[SUPPLIED INFORMATION Boundary: Start]

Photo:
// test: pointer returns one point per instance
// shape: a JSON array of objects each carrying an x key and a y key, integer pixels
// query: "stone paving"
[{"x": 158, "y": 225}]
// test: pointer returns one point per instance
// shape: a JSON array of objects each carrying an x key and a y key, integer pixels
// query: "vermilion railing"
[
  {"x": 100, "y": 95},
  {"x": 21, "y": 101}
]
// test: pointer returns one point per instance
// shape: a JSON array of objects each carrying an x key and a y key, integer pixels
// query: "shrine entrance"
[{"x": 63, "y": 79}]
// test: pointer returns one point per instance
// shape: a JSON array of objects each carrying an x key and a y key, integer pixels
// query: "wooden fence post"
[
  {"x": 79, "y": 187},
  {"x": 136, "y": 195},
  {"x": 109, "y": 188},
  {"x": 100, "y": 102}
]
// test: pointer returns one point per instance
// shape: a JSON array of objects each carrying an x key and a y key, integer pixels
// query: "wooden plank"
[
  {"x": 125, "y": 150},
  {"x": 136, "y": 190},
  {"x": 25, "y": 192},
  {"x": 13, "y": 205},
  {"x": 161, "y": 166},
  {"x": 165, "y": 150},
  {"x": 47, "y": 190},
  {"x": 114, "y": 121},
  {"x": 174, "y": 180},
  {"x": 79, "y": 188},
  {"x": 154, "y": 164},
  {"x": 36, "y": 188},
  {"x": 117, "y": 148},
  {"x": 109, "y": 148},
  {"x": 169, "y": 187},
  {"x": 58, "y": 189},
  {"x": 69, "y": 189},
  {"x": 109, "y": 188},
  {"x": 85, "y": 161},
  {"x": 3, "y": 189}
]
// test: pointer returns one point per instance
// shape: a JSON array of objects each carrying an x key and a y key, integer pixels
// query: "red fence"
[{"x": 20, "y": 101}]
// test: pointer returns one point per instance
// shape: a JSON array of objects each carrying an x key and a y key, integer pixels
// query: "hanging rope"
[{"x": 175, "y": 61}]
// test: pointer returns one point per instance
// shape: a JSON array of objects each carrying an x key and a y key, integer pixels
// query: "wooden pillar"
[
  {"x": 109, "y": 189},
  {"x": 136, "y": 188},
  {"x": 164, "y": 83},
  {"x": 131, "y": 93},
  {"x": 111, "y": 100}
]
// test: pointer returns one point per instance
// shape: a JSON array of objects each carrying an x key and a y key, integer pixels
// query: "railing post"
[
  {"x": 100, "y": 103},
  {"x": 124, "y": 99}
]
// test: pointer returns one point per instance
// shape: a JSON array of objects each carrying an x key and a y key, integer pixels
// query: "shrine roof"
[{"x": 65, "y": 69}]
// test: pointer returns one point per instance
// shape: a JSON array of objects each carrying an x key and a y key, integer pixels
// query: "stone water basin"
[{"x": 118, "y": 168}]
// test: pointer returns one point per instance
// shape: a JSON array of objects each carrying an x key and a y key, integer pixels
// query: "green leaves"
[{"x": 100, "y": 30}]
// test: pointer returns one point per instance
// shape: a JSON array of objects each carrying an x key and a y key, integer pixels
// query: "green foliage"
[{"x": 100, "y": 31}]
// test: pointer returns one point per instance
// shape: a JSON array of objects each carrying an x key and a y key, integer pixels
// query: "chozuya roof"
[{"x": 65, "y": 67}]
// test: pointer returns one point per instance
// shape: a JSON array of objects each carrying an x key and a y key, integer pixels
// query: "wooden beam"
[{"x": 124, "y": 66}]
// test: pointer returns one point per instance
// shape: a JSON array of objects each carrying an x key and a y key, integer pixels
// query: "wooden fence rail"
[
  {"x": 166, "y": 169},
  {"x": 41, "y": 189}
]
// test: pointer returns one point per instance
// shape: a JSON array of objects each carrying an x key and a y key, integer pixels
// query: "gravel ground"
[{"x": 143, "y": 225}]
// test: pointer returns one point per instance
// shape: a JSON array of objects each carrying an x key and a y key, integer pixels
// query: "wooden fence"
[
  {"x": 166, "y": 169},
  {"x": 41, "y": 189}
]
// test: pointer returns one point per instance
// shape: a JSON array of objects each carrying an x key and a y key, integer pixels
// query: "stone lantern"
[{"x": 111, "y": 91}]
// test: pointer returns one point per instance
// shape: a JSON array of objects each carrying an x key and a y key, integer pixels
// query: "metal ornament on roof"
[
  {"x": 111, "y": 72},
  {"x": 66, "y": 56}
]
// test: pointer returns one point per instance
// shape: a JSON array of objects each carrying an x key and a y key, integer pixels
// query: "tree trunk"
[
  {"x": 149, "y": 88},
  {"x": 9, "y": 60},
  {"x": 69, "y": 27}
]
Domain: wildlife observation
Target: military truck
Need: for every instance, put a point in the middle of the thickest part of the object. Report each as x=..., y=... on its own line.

[SUPPLIED INFORMATION Boundary: End]

**WORK TO COMPLETE**
Output the records once more, exactly as they stand.

**ANSWER SPACE**
Photo:
// test: pointer returns one point per instance
// shape: a JSON array of objects each carrying an x key and a y key, integer pixels
// query: "stone paving"
[{"x": 158, "y": 225}]
// test: pointer returns one point per instance
// shape: a JSON array of objects each carrying an x key and a y key, integer pixels
// query: "vermilion railing"
[
  {"x": 100, "y": 95},
  {"x": 21, "y": 101}
]
// test: pointer returns one point per instance
// shape: a JSON array of objects each carrying an x key and a y key, integer pixels
// query: "shrine entrance"
[{"x": 63, "y": 79}]
// test: pointer returns one point per instance
// shape: a JSON array of objects each carrying an x key and a y key, integer pixels
// query: "wooden fence post"
[
  {"x": 79, "y": 187},
  {"x": 136, "y": 195},
  {"x": 109, "y": 188},
  {"x": 100, "y": 102}
]
// test: pointer returns one point per instance
// shape: a JSON array of objects each carrying an x key and a y key, integer pixels
// query: "wooden plank"
[
  {"x": 125, "y": 150},
  {"x": 136, "y": 190},
  {"x": 25, "y": 192},
  {"x": 13, "y": 205},
  {"x": 161, "y": 166},
  {"x": 165, "y": 150},
  {"x": 47, "y": 190},
  {"x": 114, "y": 121},
  {"x": 174, "y": 180},
  {"x": 79, "y": 188},
  {"x": 154, "y": 164},
  {"x": 36, "y": 188},
  {"x": 117, "y": 148},
  {"x": 109, "y": 148},
  {"x": 169, "y": 187},
  {"x": 58, "y": 189},
  {"x": 69, "y": 189},
  {"x": 109, "y": 188},
  {"x": 85, "y": 161},
  {"x": 3, "y": 189}
]
// test: pointer returns one point per instance
// shape: a JSON array of objects each carrying an x key and a y key, integer pixels
// query: "red fence"
[{"x": 20, "y": 101}]
// test: pointer returns one point per instance
// shape: a JSON array of objects each carrying an x key and a y key, integer pixels
// query: "hanging rope"
[{"x": 175, "y": 61}]
// test: pointer returns one point per instance
// shape: a JSON array of objects each carrying an x key and a y key, integer pixels
// query: "wooden pillar"
[
  {"x": 109, "y": 189},
  {"x": 136, "y": 188},
  {"x": 164, "y": 83},
  {"x": 131, "y": 93},
  {"x": 111, "y": 100}
]
// test: pointer returns one point per instance
// shape: a JSON array of objects each carrying an x key and a y key, integer pixels
// query: "railing post"
[
  {"x": 100, "y": 103},
  {"x": 124, "y": 99}
]
// test: pointer returns one point per instance
// shape: a JSON array of objects each carrying an x key and a y key, integer pixels
// query: "shrine roof"
[{"x": 65, "y": 69}]
// test: pointer returns one point per instance
// shape: a JSON array of objects each carrying an x key and a y key, integer pixels
// query: "stone water basin"
[{"x": 118, "y": 168}]
// test: pointer returns one point per instance
// shape: a JSON array of objects each carrying an x key and a y key, integer pixels
// query: "green leaves"
[{"x": 100, "y": 30}]
// test: pointer returns one point per instance
// shape: a JSON array of objects each carrying an x key and a y key, integer pixels
// query: "green foliage"
[{"x": 100, "y": 31}]
// test: pointer returns one point per instance
// shape: a JSON array of objects each carrying an x key and a y key, integer pixels
// query: "chozuya roof"
[{"x": 65, "y": 67}]
// test: pointer returns one point per instance
// shape: a JSON array of objects each carrying an x key and a y key, integer pixels
// query: "wooden beam"
[{"x": 124, "y": 66}]
// test: pointer returns one point per instance
// shape: a JSON array of objects each carrying an x key and a y key, integer pixels
// query: "wooden fence rail"
[
  {"x": 166, "y": 169},
  {"x": 41, "y": 189}
]
// test: pointer returns one point per instance
// shape: a JSON array of objects each carrying an x key and a y key, integer pixels
// query: "gravel ground"
[{"x": 143, "y": 225}]
// test: pointer returns one point per instance
// shape: a JSON array of objects each carrying an x key and a y key, integer pixels
// query: "wooden fence"
[
  {"x": 166, "y": 169},
  {"x": 41, "y": 189}
]
// test: pointer returns one point per instance
// shape: a JSON array of objects each carrying an x key and a y key, integer pixels
// query: "stone lantern"
[{"x": 111, "y": 91}]
// test: pointer returns one point per instance
// shape: a JSON array of objects each carrying an x key and a y key, integer pixels
// query: "metal ornament on roof"
[
  {"x": 111, "y": 72},
  {"x": 66, "y": 56}
]
// test: pointer returns one point per instance
// shape: a JSON array of objects each carrying an x key and a y key, integer pixels
// query: "tree trunk"
[
  {"x": 149, "y": 88},
  {"x": 9, "y": 60},
  {"x": 69, "y": 27}
]
Domain: wildlife observation
Target: military truck
Need: for every instance, put a point in the middle of the thickest part of the object. Report each as x=..., y=... on its own line.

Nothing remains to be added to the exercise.